**Tâches proposées:**
1. Recopiez le passage du texte sur la renaissance industrielle qui commence aux mots "Anaïs Voy-Gillis, Dr" et s'arrête après "de société commun.", en y changeant "délocalisation" en "désindustrialisation".
2. Répondez à ces questions d'après le texte sur la renaissance industrielle :
(a) Depuis combien d'années l'industrie a-t-elle fortement reculé ?
(b) Dans quelle discipline Anaïs Voy-Gillis est-elle docteur ?
(c) Quel est le grand défi pour soutenir un nouvel élan industriel ?

Anaïs Voy-Gillis, Dr en Géographie & Spécialiste des questions industrielles

December 16, 2021

Pendant les quarante dernières années, l’industrie a considérablement reculé dans nos contrées. Face aux nombreux défis que nos sociétés doivent relever, au niveau environnemental ou pour garantir une meilleure cohésion sociale, le redéploiement de l’activité industrielle au cœur de nos territoires constitue un enjeu central. La renaissance industrielle est au cœur des travaux de recherche d’Anaïs Voy-Gillis depuis plusieurs années. Docteur en géographie, spécialiste des questions industrielles, elle évoque avec nous les conséquences de la délocalisation. A ses yeux, il y a une opportunité à soutenir un nouvel élan industriel en France et plus largement en Europe. Le grand défi, pour cela, est de parvenir à se doter d’une stratégie claire, à long terme, contribuant à un projet de société commun.

Vos travaux portent sur les enjeux industriels en France et sur le continent, pointant notamment les conséquences de la désindustrialisation sur nos économies. Comment s’exprime-t-elle actuellement ?

Lignes de données sur l'emplacement des objets
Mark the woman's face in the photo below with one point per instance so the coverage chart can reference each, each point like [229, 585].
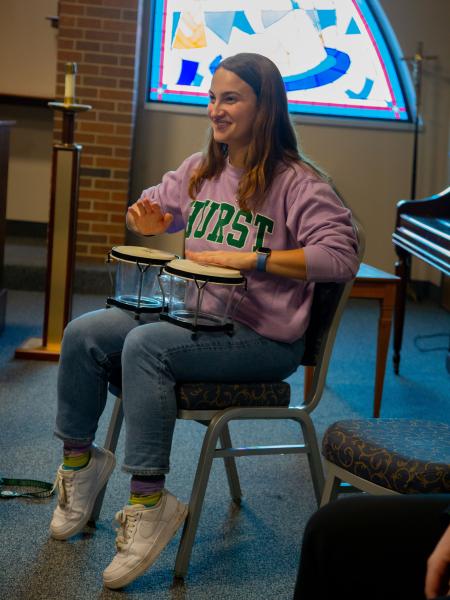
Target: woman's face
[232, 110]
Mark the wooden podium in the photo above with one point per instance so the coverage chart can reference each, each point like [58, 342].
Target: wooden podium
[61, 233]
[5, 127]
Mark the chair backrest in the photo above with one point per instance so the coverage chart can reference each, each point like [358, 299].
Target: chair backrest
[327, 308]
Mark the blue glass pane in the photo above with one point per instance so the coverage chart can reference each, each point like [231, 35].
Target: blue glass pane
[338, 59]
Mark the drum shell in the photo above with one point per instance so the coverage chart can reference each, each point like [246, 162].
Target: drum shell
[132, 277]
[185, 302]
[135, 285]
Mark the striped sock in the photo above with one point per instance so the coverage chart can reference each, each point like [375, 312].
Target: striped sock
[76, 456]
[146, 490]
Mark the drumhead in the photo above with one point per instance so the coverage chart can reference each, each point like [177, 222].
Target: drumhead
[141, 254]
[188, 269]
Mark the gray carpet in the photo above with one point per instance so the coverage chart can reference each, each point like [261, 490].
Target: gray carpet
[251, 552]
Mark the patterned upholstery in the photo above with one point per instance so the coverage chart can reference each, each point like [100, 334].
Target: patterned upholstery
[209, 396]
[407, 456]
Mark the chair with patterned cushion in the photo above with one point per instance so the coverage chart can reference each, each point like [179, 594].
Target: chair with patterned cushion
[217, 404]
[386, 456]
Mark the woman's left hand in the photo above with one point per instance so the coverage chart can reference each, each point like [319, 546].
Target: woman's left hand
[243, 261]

* * *

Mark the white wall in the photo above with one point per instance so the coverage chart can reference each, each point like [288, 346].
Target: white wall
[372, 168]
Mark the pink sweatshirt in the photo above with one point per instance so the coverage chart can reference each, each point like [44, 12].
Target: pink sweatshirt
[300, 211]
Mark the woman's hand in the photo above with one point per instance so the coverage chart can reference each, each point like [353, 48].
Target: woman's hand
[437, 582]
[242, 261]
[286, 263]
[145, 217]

==

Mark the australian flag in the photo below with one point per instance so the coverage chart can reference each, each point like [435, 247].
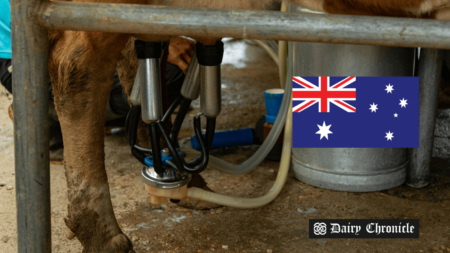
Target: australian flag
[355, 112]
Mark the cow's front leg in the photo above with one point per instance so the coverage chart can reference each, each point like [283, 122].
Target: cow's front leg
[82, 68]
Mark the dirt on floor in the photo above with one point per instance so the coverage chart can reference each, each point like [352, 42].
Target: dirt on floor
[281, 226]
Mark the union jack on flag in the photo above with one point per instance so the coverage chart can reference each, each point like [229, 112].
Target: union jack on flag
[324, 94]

**Les solutions:**
1.
Anaïs Voy-Gillis, Dr en Géographie & Spécialiste des questions industrielles

December 16, 2021

Pendant les quarante dernières années, l’industrie a considérablement reculé dans nos contrées. Face aux nombreux défis que nos sociétés doivent relever, au niveau environnemental ou pour garantir une meilleure cohésion sociale, le redéploiement de l’activité industrielle au cœur de nos territoires constitue un enjeu central. La renaissance industrielle est au cœur des travaux de recherche d’Anaïs Voy-Gillis depuis plusieurs années. Docteur en géographie, spécialiste des questions industrielles, elle évoque avec nous les conséquences de la désindustrialisation. A ses yeux, il y a une opportunité à soutenir un nouvel élan industriel en France et plus largement en Europe. Le grand défi, pour cela, est de parvenir à se doter d’une stratégie claire, à long terme, contribuant à un projet de société commun.

2.
(a) Depuis quarante ans.
(b) En géographie.
(c) Se doter d'une stratégie claire, à long terme, contribuant à un projet de société commun.